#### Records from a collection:
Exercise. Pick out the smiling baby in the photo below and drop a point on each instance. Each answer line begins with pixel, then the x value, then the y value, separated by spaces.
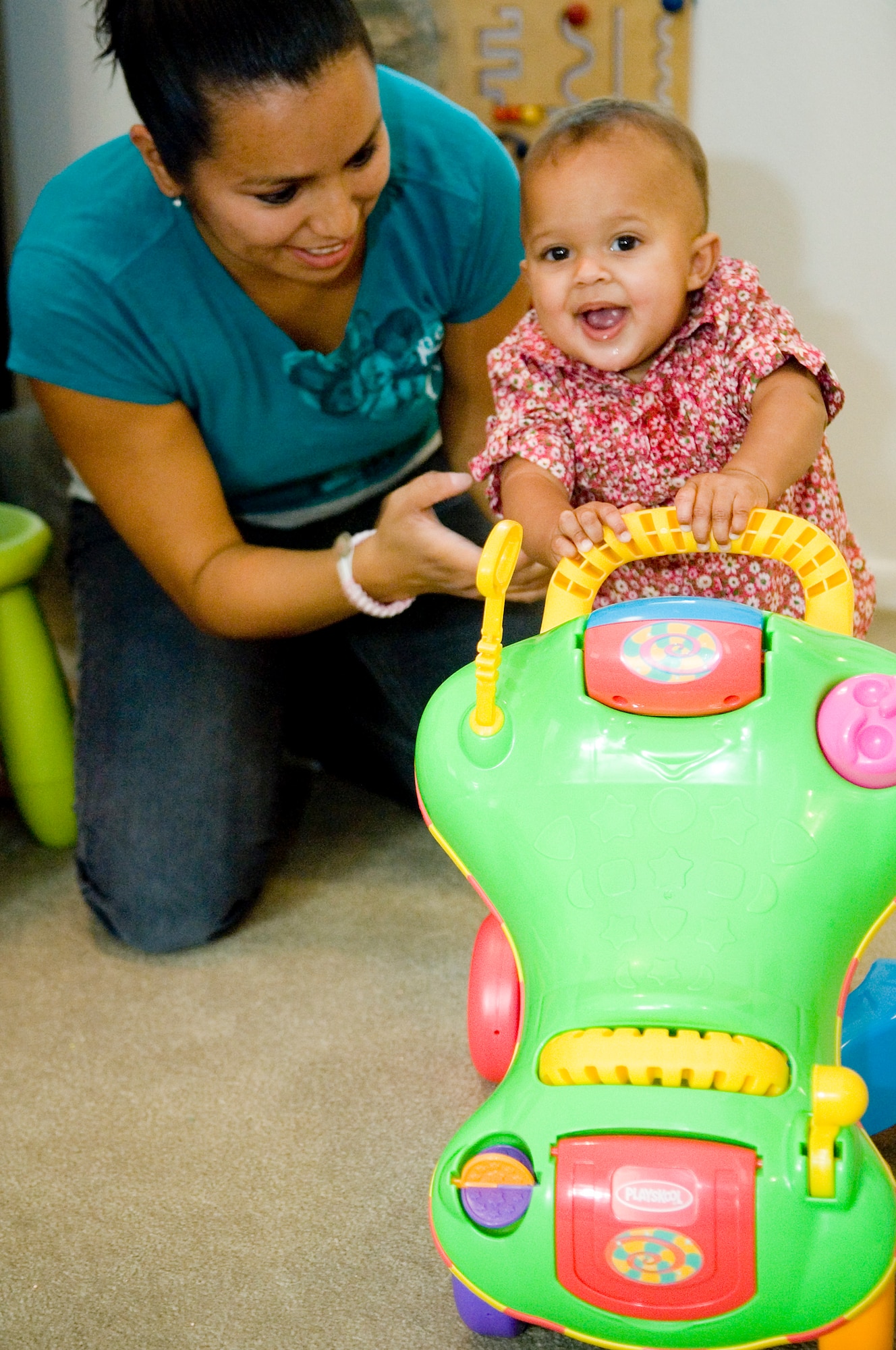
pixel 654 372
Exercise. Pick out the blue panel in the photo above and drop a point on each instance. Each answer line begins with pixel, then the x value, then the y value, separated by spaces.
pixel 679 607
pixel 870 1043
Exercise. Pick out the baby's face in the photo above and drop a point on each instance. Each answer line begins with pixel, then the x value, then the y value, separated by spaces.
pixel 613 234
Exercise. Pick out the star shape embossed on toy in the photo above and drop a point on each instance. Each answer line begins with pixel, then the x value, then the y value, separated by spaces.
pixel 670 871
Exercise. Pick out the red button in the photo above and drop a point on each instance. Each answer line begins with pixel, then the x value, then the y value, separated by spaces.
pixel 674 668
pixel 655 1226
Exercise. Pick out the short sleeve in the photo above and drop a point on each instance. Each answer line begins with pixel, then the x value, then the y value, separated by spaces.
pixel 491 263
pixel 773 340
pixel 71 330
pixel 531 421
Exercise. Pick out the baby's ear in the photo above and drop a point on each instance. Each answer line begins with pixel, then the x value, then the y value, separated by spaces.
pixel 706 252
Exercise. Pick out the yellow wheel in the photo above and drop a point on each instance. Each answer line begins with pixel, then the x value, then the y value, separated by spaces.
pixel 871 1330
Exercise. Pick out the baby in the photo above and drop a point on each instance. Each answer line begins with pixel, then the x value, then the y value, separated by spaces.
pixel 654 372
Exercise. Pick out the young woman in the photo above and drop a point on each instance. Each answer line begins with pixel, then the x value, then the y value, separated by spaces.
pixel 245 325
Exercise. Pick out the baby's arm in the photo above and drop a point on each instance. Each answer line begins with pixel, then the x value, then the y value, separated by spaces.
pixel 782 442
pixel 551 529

#### Work order:
Reproduce the lines above exactly, image-free.

#### Your response:
Exercise. Pick out the smiling baby in the photo below and drop a point on each instance. Each answer line begins with pixel, then the x value, then the y value, separated by spaces.
pixel 654 372
Exercise. Pick out the blue panel in the photo above and drop a point on each instance. Each answer line begins with pixel, then the x value, then the y value, separated by spaces.
pixel 679 607
pixel 870 1043
Exercise. Pick out the baby's face in the photo above and drop a point on each instance. Each answer line begins with pixel, then the x value, then the y value, separated by spaces.
pixel 613 234
Exercise. Pick out the star shape embossed on toy in the photo above and drop a point on each instance. Each answer line begins with pixel, then the x value, then the y value, separated by spaces.
pixel 670 871
Exercise. Pick out the red button in the photo above and drop a point on each instance. Each answer line begins with pixel, then the x value, then the y value, separated by spaces.
pixel 674 668
pixel 655 1226
Exercise. Pick out the short sleeve in the photo above and drop a point on each instance. Each answer line begins with pixel, then the x value, then the y value, separated by spaces.
pixel 491 263
pixel 773 340
pixel 71 330
pixel 531 421
Exercise. Pick out the baby's ear in the photo above and drop a point on each instance. Each answer line begins with pixel, then the x value, then the y value, separated by spaces.
pixel 706 252
Exercise. Pick out the yellow wheel in the photo above and drop a point on each instance. Each answer line begins with pixel, then the x value, then the y value, separated by spaces.
pixel 871 1330
Exercise. Pick out the baby in the photo above and drop a point on each instance. Each answer line begins with pixel, then the x value, then the y value, separated by spaces.
pixel 654 372
Exercise. Pick out the young woman in the photo above and drop a point on each instance. Each answer line begins with pixel, then the x value, then the y value, separated by spaces.
pixel 245 325
Exercise. Pick out the baby's arm in the photo above and drop a point on each instance. Each answer line begins with pixel, then the x value, then the y value, separated by spaces.
pixel 782 442
pixel 551 529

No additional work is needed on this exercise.